## TASKS TO CARRY OUT
(a) Answer these questions from the passage on synthetic 5′ UTRs:
(i) Which human muscle cell line was tested?
(ii) In what percentage of all conditions tested were the synthetic 5′ UTRs statistically stronger than pVAX1?
(iii) Why was the MCF-7 cell line selected?
(b) Extend the passage on synthetic 5′ UTRs with a few sentences that pick up after its closing summary line.

[[ PASSAGE TO READ open ]]

Finally, we tested how the artificial 5′ UTR elements modulate gene expression in different cell types. In addition to HEK 293T, we chose human and mouse muscle cell lines RD and C2C12, respectively, because muscle is a common targeted tissue for vaccines and neutralizing antibody gene therapies59,60. We also selected human breast cancer cell line MCF-7 to test its potential applicability in cancerous cell lines for cancer gene therapies61. We found that all three 100-bp artificial 5′ UTRs (NeoUTR1, NeoUTR2, and NeoUTR3) enhanced protein expression in the three cell types and HEK 293T cells; however, the relative strengths of the 5′ UTRs were different in different cell types (Fig. 5c). Overall, 78% of all conditions tested, the synthetic 5′ UTRs were statistically stronger than pVAX1 (the p-values are labeled in Fig. 5c) across the four cell types. Thus, these results show that the 5′ UTR sequences and their combinatorial counterparts identified in this study can significantly enhance protein expression across a variety of mammalian cell types, further validating the applicability of our approach.

In summary, synthetic 5′ UTRs can enhance protein production across multiple cell types and can be combined together to further modulate protein levels.

[[ PASSAGE TO READ closed ]]
[[ SUPPLIED DATA open ]]

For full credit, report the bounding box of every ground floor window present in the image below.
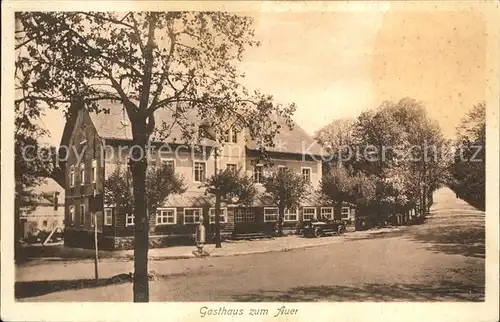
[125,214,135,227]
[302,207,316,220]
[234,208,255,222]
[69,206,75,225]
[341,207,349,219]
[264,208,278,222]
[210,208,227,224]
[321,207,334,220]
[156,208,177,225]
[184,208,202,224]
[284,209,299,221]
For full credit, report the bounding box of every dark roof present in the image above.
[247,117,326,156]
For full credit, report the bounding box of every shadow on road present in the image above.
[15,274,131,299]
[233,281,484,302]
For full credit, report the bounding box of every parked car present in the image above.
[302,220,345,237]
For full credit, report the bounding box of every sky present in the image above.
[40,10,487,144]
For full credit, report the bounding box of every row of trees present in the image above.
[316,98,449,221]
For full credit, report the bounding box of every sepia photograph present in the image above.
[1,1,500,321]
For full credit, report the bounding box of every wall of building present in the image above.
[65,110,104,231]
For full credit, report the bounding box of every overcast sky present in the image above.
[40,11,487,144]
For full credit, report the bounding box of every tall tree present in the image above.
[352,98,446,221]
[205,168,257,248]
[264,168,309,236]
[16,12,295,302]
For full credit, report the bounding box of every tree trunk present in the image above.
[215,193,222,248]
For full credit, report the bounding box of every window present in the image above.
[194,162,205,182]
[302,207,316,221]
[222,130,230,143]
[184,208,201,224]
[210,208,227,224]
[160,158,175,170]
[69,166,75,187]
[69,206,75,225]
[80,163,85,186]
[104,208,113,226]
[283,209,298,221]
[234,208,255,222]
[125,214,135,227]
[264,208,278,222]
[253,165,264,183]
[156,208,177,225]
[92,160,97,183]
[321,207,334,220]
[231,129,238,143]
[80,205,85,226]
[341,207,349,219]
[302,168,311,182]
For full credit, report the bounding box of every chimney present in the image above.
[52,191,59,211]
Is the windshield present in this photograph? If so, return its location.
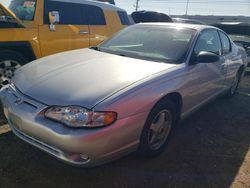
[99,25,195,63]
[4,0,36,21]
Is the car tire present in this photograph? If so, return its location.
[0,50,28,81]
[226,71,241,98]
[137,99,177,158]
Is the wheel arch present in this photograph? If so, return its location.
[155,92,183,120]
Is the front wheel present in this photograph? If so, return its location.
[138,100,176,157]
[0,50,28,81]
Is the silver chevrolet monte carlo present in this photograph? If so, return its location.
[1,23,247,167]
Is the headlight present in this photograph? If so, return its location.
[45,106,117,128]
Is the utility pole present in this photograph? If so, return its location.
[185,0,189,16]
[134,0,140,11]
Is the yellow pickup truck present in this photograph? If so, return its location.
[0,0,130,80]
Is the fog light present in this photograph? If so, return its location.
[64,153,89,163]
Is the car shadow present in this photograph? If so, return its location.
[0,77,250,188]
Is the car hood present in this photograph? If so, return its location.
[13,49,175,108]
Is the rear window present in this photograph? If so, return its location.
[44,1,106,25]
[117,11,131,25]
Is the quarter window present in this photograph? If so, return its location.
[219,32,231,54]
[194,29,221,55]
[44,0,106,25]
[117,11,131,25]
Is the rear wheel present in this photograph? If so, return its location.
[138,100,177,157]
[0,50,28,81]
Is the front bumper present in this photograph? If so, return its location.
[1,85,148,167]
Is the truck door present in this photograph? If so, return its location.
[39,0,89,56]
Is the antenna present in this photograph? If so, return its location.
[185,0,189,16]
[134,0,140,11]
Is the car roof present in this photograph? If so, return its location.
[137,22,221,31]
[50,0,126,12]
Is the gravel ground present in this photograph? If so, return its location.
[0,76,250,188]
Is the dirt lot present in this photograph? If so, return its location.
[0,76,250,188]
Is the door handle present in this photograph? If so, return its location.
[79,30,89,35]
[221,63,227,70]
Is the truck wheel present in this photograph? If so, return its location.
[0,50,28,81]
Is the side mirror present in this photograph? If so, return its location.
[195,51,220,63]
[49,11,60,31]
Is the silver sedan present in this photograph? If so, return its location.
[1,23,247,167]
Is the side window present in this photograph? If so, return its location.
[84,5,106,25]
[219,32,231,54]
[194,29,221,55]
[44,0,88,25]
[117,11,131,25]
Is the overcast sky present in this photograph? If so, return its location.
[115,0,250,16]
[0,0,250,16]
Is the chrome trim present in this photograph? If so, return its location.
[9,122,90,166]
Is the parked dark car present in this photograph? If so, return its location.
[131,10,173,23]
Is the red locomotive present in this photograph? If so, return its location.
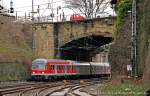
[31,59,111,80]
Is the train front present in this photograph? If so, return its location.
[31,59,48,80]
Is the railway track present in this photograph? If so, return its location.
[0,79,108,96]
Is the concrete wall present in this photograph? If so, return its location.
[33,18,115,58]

[[ SUPPLIED DATA closed ]]

## YOUR WRITTEN ANSWERS
(a)
(i) RD
(ii) 78%
(iii) To test its potential applicability in cancerous cell lines for cancer gene therapies.

(b)
Discussion

In this study, we developed a robust strategy for the systematic discovery and engineering of 5′ UTRs for enhanced protein expression. We trained a computational model using gene expression information on naturally occurring 5′ UTRs and evolved a synthetic 5′ UTR library. We developed a recombinase-based high-throughput screening platform to overcome the significant heterogeneity that limits the accuracy of lentiviral-based screens. The serine recombinase BxbI integrates one copy of tagged genetic elements at a specific location in the host genome, eliminating the copy number and position effects that are seen in conventional lentiviral-based library screening. We observed high reproducibility of this recombinase-based library screening strategy for 5′ UTR engineering, allowing us to identify three synthetic 5′ UTR candidates that increase protein production across multiple cell types. This strategy allowed us to identify synthetic 5′ UTRs that outperformed the commonly used pVAX1 vector and four commonly used introns in terms of their ability to increase protein production as non-viral gene delivery vectors.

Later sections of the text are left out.